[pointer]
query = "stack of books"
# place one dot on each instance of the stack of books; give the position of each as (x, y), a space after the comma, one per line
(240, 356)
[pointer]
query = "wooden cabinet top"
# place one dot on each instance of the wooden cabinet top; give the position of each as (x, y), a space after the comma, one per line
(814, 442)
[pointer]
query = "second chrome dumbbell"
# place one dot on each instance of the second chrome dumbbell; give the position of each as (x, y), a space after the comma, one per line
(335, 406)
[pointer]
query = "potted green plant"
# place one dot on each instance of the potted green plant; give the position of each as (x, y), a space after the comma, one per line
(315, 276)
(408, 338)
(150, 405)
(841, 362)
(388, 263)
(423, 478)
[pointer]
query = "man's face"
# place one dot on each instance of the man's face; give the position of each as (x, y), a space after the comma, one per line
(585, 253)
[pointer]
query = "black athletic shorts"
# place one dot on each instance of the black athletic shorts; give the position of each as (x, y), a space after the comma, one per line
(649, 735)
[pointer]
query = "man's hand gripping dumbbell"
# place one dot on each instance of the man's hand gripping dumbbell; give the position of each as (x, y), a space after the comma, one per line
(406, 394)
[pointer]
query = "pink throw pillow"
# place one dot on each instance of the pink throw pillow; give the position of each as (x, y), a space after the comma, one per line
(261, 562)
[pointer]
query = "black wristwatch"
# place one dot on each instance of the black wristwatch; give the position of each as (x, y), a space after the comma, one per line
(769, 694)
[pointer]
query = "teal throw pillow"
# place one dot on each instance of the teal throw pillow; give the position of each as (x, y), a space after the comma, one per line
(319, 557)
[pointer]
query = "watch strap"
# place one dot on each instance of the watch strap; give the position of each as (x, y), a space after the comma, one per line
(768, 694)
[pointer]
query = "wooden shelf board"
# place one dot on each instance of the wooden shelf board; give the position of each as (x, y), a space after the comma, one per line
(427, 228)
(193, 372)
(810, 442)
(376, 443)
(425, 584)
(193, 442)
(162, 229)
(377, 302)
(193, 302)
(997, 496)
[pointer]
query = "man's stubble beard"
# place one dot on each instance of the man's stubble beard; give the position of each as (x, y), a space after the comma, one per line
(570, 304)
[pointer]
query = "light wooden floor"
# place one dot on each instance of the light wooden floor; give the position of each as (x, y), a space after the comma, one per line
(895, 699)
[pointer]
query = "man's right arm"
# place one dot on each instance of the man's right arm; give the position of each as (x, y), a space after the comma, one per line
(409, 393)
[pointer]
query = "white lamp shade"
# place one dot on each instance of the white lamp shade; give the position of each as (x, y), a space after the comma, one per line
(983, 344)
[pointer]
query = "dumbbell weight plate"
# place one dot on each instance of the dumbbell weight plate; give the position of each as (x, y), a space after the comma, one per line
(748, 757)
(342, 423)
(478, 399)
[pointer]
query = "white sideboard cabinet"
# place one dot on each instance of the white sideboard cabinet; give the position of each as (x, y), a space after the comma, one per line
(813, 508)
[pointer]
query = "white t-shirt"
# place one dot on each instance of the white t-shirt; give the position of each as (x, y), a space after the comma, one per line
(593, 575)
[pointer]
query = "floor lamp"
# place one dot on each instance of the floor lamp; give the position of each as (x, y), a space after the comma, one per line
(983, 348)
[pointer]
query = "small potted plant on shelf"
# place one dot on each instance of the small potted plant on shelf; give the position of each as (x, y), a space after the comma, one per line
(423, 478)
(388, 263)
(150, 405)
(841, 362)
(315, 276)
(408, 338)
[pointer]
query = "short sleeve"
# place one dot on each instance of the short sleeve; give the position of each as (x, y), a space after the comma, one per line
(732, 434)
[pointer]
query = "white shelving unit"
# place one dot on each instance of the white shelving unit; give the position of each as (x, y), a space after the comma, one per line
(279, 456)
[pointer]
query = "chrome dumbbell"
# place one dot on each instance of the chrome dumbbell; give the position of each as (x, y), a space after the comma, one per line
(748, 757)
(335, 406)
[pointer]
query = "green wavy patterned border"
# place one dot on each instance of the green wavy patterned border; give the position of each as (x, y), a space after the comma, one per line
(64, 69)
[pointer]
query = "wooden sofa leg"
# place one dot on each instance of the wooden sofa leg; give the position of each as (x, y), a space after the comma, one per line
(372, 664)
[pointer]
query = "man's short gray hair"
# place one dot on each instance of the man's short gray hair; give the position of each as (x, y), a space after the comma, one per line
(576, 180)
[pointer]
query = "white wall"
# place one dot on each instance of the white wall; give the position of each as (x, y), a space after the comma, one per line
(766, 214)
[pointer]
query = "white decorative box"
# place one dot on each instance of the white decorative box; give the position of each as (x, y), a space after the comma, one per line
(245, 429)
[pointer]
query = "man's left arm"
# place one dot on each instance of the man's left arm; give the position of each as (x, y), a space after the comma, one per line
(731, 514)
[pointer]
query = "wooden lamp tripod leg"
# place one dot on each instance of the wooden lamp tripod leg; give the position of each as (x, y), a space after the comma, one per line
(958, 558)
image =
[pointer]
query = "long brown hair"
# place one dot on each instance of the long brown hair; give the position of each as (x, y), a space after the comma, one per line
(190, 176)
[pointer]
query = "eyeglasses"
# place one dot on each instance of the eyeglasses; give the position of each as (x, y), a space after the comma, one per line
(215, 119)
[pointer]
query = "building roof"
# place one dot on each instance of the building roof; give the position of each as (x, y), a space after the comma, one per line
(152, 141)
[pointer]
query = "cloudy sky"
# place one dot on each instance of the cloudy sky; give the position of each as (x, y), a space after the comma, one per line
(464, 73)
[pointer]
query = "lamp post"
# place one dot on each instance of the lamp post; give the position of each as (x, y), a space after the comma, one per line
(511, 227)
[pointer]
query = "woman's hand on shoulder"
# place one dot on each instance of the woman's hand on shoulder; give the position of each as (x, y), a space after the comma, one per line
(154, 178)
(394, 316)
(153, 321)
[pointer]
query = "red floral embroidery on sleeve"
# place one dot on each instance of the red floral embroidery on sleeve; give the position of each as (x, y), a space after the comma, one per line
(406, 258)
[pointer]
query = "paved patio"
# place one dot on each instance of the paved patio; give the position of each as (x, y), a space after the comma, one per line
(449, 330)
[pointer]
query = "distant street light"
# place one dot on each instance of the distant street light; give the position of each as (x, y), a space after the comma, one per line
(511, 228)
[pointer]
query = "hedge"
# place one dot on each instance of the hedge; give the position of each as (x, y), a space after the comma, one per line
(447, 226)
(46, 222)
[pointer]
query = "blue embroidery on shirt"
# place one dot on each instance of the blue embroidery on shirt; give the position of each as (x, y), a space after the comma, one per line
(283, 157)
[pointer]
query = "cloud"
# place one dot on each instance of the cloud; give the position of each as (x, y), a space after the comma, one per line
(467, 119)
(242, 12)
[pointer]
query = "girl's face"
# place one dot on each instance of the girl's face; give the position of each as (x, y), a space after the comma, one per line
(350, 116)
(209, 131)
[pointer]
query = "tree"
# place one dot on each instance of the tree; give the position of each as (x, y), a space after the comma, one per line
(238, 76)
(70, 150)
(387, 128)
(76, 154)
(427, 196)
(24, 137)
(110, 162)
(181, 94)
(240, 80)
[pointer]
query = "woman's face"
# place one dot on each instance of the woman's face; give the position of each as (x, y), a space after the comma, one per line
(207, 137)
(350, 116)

• _TO BE DONE_
Output each entry precisely as given.

• _FULL ANSWER_
[pointer]
query = "stack of books"
# place one dot on each instance of the stack of books; give the position of each as (x, y), a space after the comma, one per line
(240, 356)
[pointer]
query = "wooden cabinet top"
# place one dot on each instance of the wooden cabinet top; give the position of each as (x, y), a space after the comma, one per line
(814, 442)
[pointer]
query = "second chrome dumbbell"
# place one dot on each instance of the second chrome dumbbell; give the position of each as (x, y), a space after the comma, one per line
(335, 406)
[pointer]
query = "potted green plant"
# place one dot on each instance of the potted green plant; give the position of each as (x, y), a space after the comma, one per line
(315, 276)
(408, 338)
(150, 405)
(841, 362)
(388, 263)
(423, 478)
[pointer]
query = "man's face"
# place one dot on each instance of the man's face; give the position of each as (x, y), a space after the comma, one per line
(585, 253)
[pointer]
query = "black athletic shorts"
# place one dot on each instance of the black athletic shorts; give the position of each as (x, y), a space after the comma, one per line
(649, 735)
[pointer]
query = "man's hand gripping dumbbell"
# place one dot on each instance of the man's hand gripping dumbbell; give the position of each as (x, y), a space after the comma, one per line
(406, 394)
[pointer]
query = "pink throw pillow"
# place one dot on each instance of the pink throw pillow; give the position of each as (x, y), a space after the comma, one per line
(261, 562)
[pointer]
query = "black wristwatch"
# place one dot on each instance of the black wristwatch; give the position of each as (x, y), a space after the comma, one per line
(769, 694)
[pointer]
query = "teal throw pillow"
# place one dot on each instance of the teal throw pillow; give the position of each as (x, y), a space after the comma, one per line
(319, 557)
[pointer]
query = "watch strap"
# place one dot on each instance of the watch strap; give the position of each as (x, y), a space after the comma, one per line
(768, 694)
[pointer]
query = "wooden shelf board"
# place one dot on each instance of the wooden shelf board; give the position of each as (x, y), a space after the comma, one per line
(427, 228)
(193, 372)
(810, 442)
(376, 443)
(425, 584)
(193, 442)
(162, 229)
(377, 302)
(193, 302)
(997, 496)
[pointer]
query = "man's stubble beard"
# place one dot on each instance of the man's stubble beard; give the position of each as (x, y), a space after the comma, one per line
(570, 304)
[pointer]
query = "light wooden floor"
# place one dot on each instance of the light wooden floor; give the position of each as (x, y), a space after the comma, one per line
(895, 699)
[pointer]
query = "man's right arm"
# place one dot on each instance of the man's right arm; give the position of each as (x, y), a space after the comma, one per line
(409, 393)
[pointer]
query = "white lamp shade"
# place one dot on each instance of the white lamp shade; give the position of each as (x, y), a space after the comma, one per line
(983, 344)
[pointer]
query = "dumbbell weight plate"
# place one dot on each instance of the dumbbell weight plate; give the position of each as (x, y), a space after the comma, one per line
(748, 757)
(342, 423)
(478, 399)
[pointer]
query = "white sideboard cabinet"
# place one dot on each instance of the white sideboard cabinet; give the position of each as (x, y), a space after the comma, one per line
(813, 508)
[pointer]
query = "white t-shirt"
# place one dot on each instance of the white t-shirt; give the position of each as (x, y), a space after the comma, one per line
(593, 575)
[pointer]
query = "floor lamp"
# place one dot on each instance of the floor lamp; give the position of each as (x, y), a space after the comma, one per line
(983, 348)
[pointer]
query = "small potted plant on shelf"
# place one dot on each instance of the small potted plant on shelf; give the position of each as (x, y), a space after the comma, one per line
(423, 478)
(388, 263)
(150, 405)
(841, 362)
(315, 276)
(408, 338)
[pointer]
query = "short sleeve"
# place one dot on each instance of the short sleeve; give the position of each as (x, y), a space after the comma, one per line
(732, 434)
[pointer]
query = "white shelving unit"
# place one dot on each instance of the white shelving unit; give the position of each as (x, y), a space after the comma, one per line
(279, 456)
[pointer]
query = "chrome dumbbell"
# place one dot on each instance of the chrome dumbbell; give the position of each as (x, y), a space after the comma, one per line
(748, 757)
(335, 406)
[pointer]
query = "green wavy patterned border"
# place one dot on each instance of the green wavy patterned border; give the position of each as (x, y), a space after the comma, one per line
(64, 69)
[pointer]
query = "wooden sofa leg"
# place one dot on each instance of the wooden sofa leg; give the position of each as (x, y), a space after the comma, one per line
(372, 664)
[pointer]
query = "man's short gray hair"
# place one dot on each instance of the man's short gray hair; give the position of each as (x, y), a space after the comma, one per line
(576, 180)
[pointer]
query = "white wall"
# place one dot on each instance of the white wall; give the position of each as (x, y), a space after the comma, one per line
(766, 214)
[pointer]
query = "white decorative box"
# place one dot on each instance of the white decorative box; give the position of each as (x, y), a space after the comma, one per line
(245, 429)
[pointer]
query = "man's left arm"
# place one dot on each instance of the man's left arm; give the position of each as (x, y), a space after the comma, one per line
(731, 514)
[pointer]
query = "wooden lamp tripod leg"
# place one dot on each instance of the wooden lamp tripod leg; give the position of each as (x, y), a space after the comma, one per line
(958, 558)
image =
[pointer]
query = "long brown hair"
# place one dot on each instance of the long brown hair; give the position of each as (x, y), a space after the comma, one per line
(190, 176)
[pointer]
query = "eyeglasses"
# place one dot on each instance of the eyeglasses; give the position of each as (x, y), a space after the comma, one per line
(215, 119)
[pointer]
query = "building roof"
# place one dot on each instance of the building roof; give the position of each as (x, y), a space after the comma, one per line
(152, 141)
[pointer]
query = "cloudy sky"
# place one dot on each instance of the cloudy sky; give the position of each as (x, y), a space after the comma, one per line
(464, 73)
[pointer]
query = "lamp post"
# place one dot on each instance of the lamp post; give the position of each as (x, y), a space after the comma, one per line
(511, 227)
[pointer]
query = "woman's hand on shoulder"
# place one dot on each instance of the woman's hand on shoulder; give the position of each as (x, y), a space after the comma, one per line
(154, 178)
(394, 316)
(153, 321)
[pointer]
query = "red floral embroidery on sleeve"
# place one dot on each instance of the red floral embroidery on sleeve; give the position of each as (x, y), a space after the comma, one per line
(406, 258)
[pointer]
query = "paved patio"
# place one dot on each instance of the paved patio; give the position of each as (x, y), a space after the comma, one per line
(449, 330)
[pointer]
query = "distant street light"
# place one dot on each instance of the distant street light; give the position of each as (x, y), a space after the comma, one per line
(511, 228)
[pointer]
query = "hedge"
# place one dot on each instance of the hedge; give the position of each as (x, y), a space after the comma, one per line
(447, 226)
(46, 222)
[pointer]
query = "blue embroidery on shirt"
# place one dot on each instance of the blue embroidery on shirt; give the position of each as (x, y), a space after the comma, one per line
(283, 157)
[pointer]
query = "cloud"
# place one dot on each instance of the cloud; give the position of each as (x, y), a space after the comma, one per line
(467, 119)
(242, 12)
[pointer]
query = "girl's face"
# place one dot on each instance of the girl's face; give the position of each as (x, y), a space after the comma, one per line
(350, 116)
(209, 131)
[pointer]
query = "tree"
# place one dot on each instance of the tree; give the position of each as (x, y), a space after the comma, one per line
(238, 76)
(70, 150)
(387, 128)
(76, 154)
(427, 196)
(24, 137)
(110, 162)
(181, 94)
(240, 80)
[pointer]
query = "woman's face"
# place one dot on each instance of the woman's face; give the position of each as (x, y), a space after the comma, one per line
(207, 137)
(350, 116)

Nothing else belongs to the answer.